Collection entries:
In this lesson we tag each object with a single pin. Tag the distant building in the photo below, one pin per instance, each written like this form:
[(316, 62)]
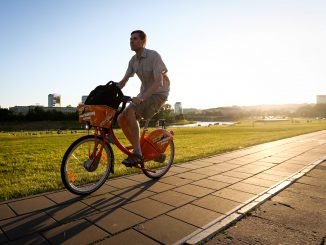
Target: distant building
[(54, 100), (16, 110), (84, 97), (178, 108), (321, 99)]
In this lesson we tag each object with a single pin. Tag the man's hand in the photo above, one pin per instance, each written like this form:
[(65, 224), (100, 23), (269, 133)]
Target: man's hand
[(122, 83), (137, 100)]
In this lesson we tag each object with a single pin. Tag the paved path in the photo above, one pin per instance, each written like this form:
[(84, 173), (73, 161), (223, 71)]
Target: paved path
[(296, 215), (193, 201)]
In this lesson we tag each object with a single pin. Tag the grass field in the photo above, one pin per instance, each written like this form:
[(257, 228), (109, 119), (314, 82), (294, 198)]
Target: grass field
[(30, 162)]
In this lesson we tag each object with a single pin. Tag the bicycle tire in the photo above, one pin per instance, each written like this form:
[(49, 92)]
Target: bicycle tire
[(76, 177), (160, 167)]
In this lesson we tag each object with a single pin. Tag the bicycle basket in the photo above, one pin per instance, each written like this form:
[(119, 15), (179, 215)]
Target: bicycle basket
[(96, 115)]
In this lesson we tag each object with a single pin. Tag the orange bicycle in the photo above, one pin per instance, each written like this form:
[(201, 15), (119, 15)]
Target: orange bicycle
[(89, 160)]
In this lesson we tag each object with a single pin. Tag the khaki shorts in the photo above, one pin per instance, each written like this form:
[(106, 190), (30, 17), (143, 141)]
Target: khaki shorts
[(150, 106)]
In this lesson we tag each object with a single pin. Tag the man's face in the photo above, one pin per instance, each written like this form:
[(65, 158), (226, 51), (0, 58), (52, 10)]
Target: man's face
[(135, 42)]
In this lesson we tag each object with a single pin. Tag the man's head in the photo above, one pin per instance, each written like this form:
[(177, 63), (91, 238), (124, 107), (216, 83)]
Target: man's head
[(137, 40)]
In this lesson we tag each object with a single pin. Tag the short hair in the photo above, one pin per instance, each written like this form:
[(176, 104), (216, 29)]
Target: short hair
[(142, 34)]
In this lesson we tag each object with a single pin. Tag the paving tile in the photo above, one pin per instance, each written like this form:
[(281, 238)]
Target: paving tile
[(180, 168), (69, 212), (26, 224), (130, 237), (3, 237), (176, 181), (63, 196), (260, 182), (206, 171), (216, 159), (212, 184), (138, 177), (194, 190), (166, 229), (276, 172), (195, 215), (77, 232), (133, 194), (317, 173), (148, 208), (234, 195), (6, 212), (116, 220), (274, 159), (225, 179), (196, 164), (105, 202), (34, 239), (236, 161), (252, 169), (191, 176), (265, 164), (156, 186), (316, 191), (288, 167), (106, 188), (173, 198), (248, 188), (121, 183), (216, 204), (310, 181), (31, 204), (237, 174), (270, 177)]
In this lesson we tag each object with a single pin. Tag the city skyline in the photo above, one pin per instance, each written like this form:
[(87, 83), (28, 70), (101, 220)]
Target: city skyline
[(217, 53)]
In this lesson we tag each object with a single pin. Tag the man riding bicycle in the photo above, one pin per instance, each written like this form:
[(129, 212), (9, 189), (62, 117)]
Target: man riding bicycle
[(154, 90)]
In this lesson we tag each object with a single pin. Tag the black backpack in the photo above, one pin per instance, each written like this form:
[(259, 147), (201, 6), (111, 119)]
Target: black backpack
[(108, 94)]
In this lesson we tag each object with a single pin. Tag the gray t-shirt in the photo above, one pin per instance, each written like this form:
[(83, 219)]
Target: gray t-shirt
[(149, 68)]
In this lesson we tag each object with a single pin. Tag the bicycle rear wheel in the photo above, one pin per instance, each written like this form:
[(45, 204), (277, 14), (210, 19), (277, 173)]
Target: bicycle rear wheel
[(157, 168), (85, 167)]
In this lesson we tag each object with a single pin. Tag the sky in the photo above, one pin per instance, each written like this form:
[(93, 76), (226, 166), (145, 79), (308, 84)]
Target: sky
[(218, 53)]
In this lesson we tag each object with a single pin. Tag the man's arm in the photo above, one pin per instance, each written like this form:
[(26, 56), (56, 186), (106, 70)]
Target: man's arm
[(158, 81), (129, 73)]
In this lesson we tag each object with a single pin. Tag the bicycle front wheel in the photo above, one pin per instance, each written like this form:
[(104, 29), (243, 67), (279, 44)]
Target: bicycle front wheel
[(86, 165), (157, 168)]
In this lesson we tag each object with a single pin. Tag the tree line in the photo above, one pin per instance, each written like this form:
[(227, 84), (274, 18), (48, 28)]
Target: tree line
[(167, 113), (37, 114)]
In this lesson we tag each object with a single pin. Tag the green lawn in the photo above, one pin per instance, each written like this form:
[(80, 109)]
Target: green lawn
[(30, 164)]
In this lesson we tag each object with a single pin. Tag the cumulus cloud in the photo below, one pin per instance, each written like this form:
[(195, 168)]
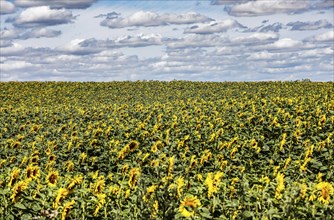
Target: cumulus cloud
[(323, 37), (147, 19), (75, 4), (229, 2), (42, 16), (11, 49), (287, 45), (259, 7), (6, 7), (275, 27), (29, 33), (109, 15), (256, 39), (77, 48), (214, 27), (40, 32), (310, 25)]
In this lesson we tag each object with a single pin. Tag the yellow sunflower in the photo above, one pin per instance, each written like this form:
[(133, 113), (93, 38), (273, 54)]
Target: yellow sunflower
[(188, 206)]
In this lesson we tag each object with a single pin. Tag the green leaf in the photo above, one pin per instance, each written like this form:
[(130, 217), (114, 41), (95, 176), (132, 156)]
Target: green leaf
[(19, 206)]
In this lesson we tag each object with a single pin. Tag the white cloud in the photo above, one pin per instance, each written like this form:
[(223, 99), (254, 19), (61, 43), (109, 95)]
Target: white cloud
[(256, 39), (323, 37), (214, 27), (260, 7), (75, 47), (6, 7), (73, 4), (16, 65), (9, 33), (12, 50), (147, 19), (310, 25), (140, 40), (27, 34), (42, 16), (40, 32), (275, 27)]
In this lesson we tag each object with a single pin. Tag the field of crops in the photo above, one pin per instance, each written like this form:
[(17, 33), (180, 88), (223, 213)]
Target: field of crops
[(166, 150)]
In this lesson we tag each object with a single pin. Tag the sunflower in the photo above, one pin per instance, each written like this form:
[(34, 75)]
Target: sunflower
[(133, 145), (154, 148), (32, 172), (326, 190), (155, 209), (150, 190), (100, 202), (133, 177), (188, 206), (52, 177), (61, 194), (280, 185), (180, 184), (67, 207), (69, 166), (14, 176), (52, 158), (77, 180), (18, 189)]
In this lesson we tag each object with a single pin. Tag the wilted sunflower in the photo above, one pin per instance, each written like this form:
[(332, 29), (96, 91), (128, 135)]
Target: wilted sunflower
[(188, 206)]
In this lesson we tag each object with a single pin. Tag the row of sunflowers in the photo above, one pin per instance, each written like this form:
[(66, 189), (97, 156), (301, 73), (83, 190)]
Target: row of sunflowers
[(166, 150)]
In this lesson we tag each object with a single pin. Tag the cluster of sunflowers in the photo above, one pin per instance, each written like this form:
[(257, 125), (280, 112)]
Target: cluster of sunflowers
[(166, 150)]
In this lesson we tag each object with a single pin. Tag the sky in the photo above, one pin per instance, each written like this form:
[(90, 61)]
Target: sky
[(207, 40)]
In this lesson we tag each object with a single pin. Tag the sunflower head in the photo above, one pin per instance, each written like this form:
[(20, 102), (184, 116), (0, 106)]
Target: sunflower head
[(52, 177), (133, 145), (188, 206)]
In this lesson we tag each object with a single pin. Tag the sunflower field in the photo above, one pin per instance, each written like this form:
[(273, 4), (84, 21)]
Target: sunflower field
[(166, 150)]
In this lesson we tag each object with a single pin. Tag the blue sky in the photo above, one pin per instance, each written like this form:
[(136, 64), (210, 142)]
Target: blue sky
[(219, 40)]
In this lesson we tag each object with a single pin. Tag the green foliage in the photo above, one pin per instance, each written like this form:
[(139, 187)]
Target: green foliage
[(166, 150)]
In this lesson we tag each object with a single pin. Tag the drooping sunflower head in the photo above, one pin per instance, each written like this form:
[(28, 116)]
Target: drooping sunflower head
[(188, 206)]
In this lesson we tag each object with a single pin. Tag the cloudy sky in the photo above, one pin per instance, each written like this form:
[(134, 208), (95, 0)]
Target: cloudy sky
[(217, 40)]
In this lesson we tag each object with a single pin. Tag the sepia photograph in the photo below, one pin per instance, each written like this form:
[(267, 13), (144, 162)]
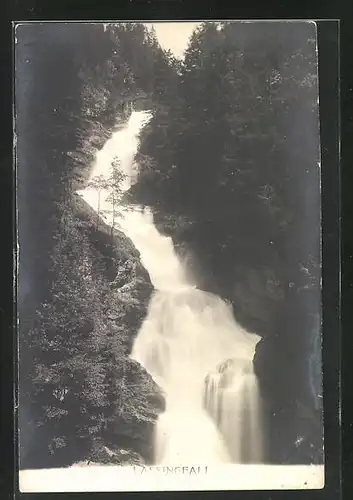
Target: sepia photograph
[(169, 256)]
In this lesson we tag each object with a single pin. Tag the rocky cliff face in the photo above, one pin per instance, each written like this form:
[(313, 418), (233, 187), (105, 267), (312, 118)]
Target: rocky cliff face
[(287, 360)]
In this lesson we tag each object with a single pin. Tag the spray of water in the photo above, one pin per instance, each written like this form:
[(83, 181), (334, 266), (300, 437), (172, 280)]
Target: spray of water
[(189, 342)]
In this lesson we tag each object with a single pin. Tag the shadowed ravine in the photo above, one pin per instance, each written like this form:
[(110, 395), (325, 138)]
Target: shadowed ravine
[(189, 342)]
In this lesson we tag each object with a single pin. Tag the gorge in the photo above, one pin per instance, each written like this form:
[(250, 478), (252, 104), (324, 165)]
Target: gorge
[(189, 342)]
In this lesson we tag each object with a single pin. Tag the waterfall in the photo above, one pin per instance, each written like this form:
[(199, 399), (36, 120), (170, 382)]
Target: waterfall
[(189, 342)]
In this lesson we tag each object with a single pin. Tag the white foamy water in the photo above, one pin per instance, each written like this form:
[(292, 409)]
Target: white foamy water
[(189, 342)]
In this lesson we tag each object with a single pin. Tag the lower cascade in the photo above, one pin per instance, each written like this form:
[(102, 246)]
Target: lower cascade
[(189, 342)]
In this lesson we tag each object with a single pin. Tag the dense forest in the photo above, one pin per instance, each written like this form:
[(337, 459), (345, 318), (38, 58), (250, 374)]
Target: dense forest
[(229, 165), (83, 292)]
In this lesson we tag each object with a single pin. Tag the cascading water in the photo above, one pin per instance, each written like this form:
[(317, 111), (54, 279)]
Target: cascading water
[(189, 342)]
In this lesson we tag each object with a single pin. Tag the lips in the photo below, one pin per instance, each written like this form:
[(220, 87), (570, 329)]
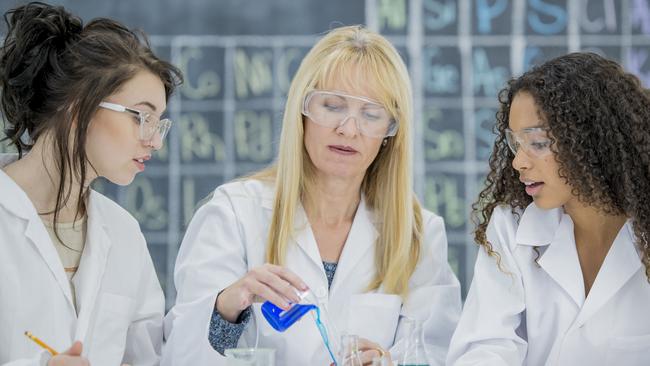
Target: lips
[(342, 149), (139, 162), (532, 187)]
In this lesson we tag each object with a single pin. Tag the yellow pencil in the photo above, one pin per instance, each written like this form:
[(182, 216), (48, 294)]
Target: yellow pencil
[(40, 343)]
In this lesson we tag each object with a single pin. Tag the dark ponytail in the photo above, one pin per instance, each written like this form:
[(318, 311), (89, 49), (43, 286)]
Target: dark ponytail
[(54, 70), (36, 37)]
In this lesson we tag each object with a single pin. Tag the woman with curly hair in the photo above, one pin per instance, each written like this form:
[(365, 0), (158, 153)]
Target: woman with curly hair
[(563, 277)]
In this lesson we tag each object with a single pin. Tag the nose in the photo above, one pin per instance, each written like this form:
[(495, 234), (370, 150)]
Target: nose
[(348, 129), (521, 160)]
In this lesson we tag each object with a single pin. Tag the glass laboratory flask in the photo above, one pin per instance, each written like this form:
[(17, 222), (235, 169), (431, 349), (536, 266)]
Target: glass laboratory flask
[(414, 350), (350, 354)]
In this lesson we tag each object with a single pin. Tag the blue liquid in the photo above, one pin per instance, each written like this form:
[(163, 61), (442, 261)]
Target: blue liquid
[(281, 320), (323, 334)]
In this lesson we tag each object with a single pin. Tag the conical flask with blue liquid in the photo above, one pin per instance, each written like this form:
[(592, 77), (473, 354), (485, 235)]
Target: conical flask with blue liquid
[(282, 320), (415, 353)]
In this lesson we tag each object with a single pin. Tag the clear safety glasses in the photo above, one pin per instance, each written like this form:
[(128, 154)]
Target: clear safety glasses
[(150, 125), (333, 109), (534, 141)]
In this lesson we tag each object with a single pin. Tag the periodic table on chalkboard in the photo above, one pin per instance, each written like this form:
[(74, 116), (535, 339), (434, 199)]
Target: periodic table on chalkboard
[(460, 53)]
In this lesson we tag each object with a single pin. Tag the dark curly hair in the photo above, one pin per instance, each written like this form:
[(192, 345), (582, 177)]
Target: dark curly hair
[(598, 116), (55, 70)]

Work to do
Copy out the entries above verbatim, starting with the line that contains "the bicycle basket" and going on through the line that contains "[(96, 115)]".

Correct output
In this lesson we tag each object with a single pin. Tag the bicycle basket in the photo above, one pin per instance, each written like this form:
[(119, 15), (179, 215)]
Target: bicycle basket
[(96, 115)]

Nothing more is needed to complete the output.